**PROBLEM TO WORK ON**
Output every line below without omitting or altering anything.

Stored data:
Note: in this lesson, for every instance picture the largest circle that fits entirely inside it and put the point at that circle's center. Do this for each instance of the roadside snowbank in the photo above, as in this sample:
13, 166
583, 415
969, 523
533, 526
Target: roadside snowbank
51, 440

**WRITTEN RESPONSE**
Note: in this lesson, for every instance picture the largest circle that fits entirely inside it and put the point at that circle's center. Do this for each instance of the roadside snowbank in the photo above, as in this sample:
13, 166
583, 415
969, 523
533, 526
Target: roadside snowbank
51, 440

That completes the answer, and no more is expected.